> **EXERCISE OBJECTIVE**: Print all the records exactly as they stand.

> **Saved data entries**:
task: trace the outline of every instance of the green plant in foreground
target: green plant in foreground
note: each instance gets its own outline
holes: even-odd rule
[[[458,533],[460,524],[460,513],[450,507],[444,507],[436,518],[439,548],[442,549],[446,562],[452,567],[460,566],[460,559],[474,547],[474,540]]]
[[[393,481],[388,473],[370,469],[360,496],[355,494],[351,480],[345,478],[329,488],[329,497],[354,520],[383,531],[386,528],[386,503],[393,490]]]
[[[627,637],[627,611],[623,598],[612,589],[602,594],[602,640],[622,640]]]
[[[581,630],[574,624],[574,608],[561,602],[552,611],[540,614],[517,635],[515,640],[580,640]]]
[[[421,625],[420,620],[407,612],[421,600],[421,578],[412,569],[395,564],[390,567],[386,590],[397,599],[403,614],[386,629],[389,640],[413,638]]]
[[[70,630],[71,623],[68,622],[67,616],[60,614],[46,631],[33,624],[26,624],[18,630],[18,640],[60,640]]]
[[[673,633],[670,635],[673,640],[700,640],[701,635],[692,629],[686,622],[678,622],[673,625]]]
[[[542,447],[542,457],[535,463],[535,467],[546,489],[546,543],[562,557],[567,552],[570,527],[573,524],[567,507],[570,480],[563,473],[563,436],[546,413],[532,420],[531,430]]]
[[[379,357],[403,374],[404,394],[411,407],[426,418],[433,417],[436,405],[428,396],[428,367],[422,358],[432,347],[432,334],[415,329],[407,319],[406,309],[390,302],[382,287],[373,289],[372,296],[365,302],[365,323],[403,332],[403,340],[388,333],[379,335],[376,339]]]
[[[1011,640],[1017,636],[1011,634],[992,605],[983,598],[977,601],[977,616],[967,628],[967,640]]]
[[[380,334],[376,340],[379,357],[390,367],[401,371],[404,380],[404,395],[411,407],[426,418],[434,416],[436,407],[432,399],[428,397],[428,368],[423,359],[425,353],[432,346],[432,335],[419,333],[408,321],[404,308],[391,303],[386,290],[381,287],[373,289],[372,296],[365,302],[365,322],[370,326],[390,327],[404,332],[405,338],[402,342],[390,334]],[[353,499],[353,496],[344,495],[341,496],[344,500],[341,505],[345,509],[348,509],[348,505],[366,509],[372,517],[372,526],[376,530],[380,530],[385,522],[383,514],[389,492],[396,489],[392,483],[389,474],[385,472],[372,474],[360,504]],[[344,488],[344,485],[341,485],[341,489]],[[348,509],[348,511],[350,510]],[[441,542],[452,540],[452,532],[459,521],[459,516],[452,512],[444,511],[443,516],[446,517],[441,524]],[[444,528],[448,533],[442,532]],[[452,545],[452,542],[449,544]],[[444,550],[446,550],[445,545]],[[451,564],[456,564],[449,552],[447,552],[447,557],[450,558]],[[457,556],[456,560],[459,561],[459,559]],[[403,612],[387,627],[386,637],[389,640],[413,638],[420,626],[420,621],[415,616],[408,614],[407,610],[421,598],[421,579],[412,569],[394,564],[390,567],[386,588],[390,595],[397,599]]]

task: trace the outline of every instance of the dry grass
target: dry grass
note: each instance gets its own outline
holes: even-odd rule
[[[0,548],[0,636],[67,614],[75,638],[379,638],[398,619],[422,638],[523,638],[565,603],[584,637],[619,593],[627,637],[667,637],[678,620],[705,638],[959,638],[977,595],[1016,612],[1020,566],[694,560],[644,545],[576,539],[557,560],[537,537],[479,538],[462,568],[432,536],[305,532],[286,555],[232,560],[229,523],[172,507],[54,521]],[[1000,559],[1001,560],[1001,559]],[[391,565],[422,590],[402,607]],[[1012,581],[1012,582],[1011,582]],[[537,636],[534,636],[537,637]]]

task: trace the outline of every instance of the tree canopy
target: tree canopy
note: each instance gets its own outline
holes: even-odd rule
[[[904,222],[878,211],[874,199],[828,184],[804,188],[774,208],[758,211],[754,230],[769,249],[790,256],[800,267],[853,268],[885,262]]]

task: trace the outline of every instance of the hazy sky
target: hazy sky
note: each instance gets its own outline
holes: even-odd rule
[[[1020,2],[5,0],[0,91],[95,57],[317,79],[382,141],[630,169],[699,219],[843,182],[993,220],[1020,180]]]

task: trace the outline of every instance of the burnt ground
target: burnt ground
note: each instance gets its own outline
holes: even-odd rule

> **WRITTEN RESPONSE**:
task: trace the outline of every instance of the green plant in foreground
target: green plant in foreground
note: each instance gets its own outline
holes: even-odd rule
[[[458,533],[460,524],[460,513],[450,507],[444,507],[436,518],[439,548],[442,549],[446,562],[452,567],[460,566],[460,559],[474,547],[474,540]]]
[[[393,481],[388,473],[370,469],[360,496],[355,494],[351,480],[345,478],[329,488],[329,497],[354,520],[383,531],[386,528],[386,503],[393,490]]]
[[[627,637],[627,611],[623,598],[612,589],[602,594],[602,640],[622,640]]]
[[[581,630],[574,624],[574,608],[561,602],[552,611],[540,614],[517,635],[515,640],[580,640]]]
[[[421,625],[420,620],[407,612],[421,600],[421,578],[412,569],[395,564],[390,567],[386,590],[397,599],[403,614],[386,629],[389,640],[413,638]]]
[[[70,630],[71,623],[68,622],[67,616],[60,614],[46,631],[33,624],[26,624],[18,630],[18,640],[60,640]]]
[[[673,633],[670,635],[673,640],[700,640],[701,635],[692,629],[686,622],[678,622],[673,625]]]
[[[542,447],[542,457],[535,463],[535,467],[546,489],[546,543],[562,557],[567,552],[570,527],[573,524],[567,507],[570,480],[563,473],[563,436],[546,413],[532,420],[531,430]]]
[[[379,357],[403,374],[404,394],[411,407],[426,418],[433,417],[436,405],[428,396],[428,367],[422,358],[432,347],[432,334],[415,329],[407,319],[406,309],[390,302],[382,287],[373,289],[372,296],[365,302],[365,323],[403,332],[403,340],[388,333],[379,335],[376,339]]]
[[[1011,640],[1017,636],[1011,634],[992,605],[983,598],[977,601],[977,616],[967,628],[967,640]]]
[[[380,334],[376,340],[379,357],[390,367],[401,371],[404,380],[404,395],[411,407],[426,418],[434,416],[436,407],[432,399],[428,397],[428,368],[423,359],[425,353],[432,346],[432,335],[419,333],[408,321],[404,308],[391,303],[386,290],[381,287],[373,289],[372,296],[365,302],[365,322],[370,326],[390,327],[404,332],[405,338],[402,342],[390,334]],[[353,499],[353,496],[344,495],[341,496],[344,500],[341,505],[345,509],[348,509],[348,505],[366,509],[372,517],[372,526],[376,530],[380,530],[385,522],[383,514],[389,492],[396,489],[392,483],[389,474],[385,472],[372,474],[360,504]],[[344,488],[344,485],[341,485],[341,489]],[[348,509],[348,511],[350,510]],[[441,542],[452,540],[452,532],[459,521],[459,516],[452,512],[444,511],[443,516],[446,517],[441,524]],[[444,528],[448,533],[442,532]],[[452,545],[452,542],[449,544]],[[444,550],[446,550],[445,545]],[[451,564],[456,564],[449,552],[447,552],[447,557],[450,558]],[[457,556],[456,560],[459,561],[459,559]],[[403,612],[387,627],[386,637],[389,640],[413,638],[420,626],[420,621],[415,616],[408,614],[407,610],[421,598],[421,579],[412,569],[394,564],[390,567],[386,588],[390,595],[397,599]]]

task: trace the outline of every instance of the dry grass
target: dry grass
note: each instance gets its own outline
holes: even-odd rule
[[[0,548],[0,636],[67,614],[75,638],[379,638],[398,619],[422,638],[523,638],[565,603],[584,637],[619,593],[627,637],[667,637],[678,620],[705,638],[959,638],[977,595],[1016,612],[1020,566],[694,560],[644,545],[576,539],[557,560],[537,537],[479,538],[462,568],[432,536],[305,532],[286,555],[232,560],[229,523],[172,507],[54,521]],[[1000,559],[1001,560],[1001,559]],[[391,565],[422,590],[402,607]],[[1012,581],[1012,582],[1011,582]],[[537,636],[534,636],[537,637]]]

task: trace the outline of every instance of the tree canopy
target: tree canopy
note: each instance gets its own outline
holes: even-odd rule
[[[904,222],[878,211],[874,199],[828,184],[804,188],[774,208],[758,211],[754,230],[769,249],[790,256],[800,267],[853,268],[885,262]]]

task: trace the outline of every instance of the hazy sky
target: hazy sky
note: each instance gets its own outline
holes: even-odd rule
[[[1020,2],[5,0],[0,91],[95,57],[317,79],[382,141],[630,169],[699,219],[843,182],[993,220],[1020,180]]]

task: trace the outline of every instance of the burnt ground
target: burnt ground
note: each instance gets its own outline
holes: even-odd rule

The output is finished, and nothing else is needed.